WHAT THE TASK ASKS:
Copy every item below line for line, omitting the pictures.

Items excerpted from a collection
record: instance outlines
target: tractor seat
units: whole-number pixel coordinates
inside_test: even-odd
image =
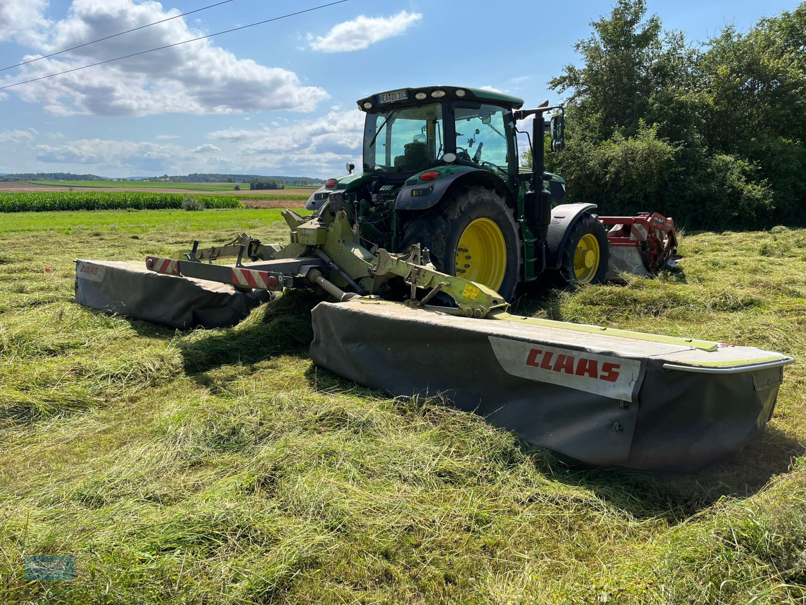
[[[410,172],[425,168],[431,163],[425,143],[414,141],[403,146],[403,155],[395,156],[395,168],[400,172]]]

COMPLETED TASK:
record: instance outlines
target: tractor seat
units: whole-number pixel coordinates
inside_test: even-odd
image =
[[[410,172],[425,168],[431,163],[425,143],[414,141],[403,146],[403,155],[395,156],[395,168],[400,172]]]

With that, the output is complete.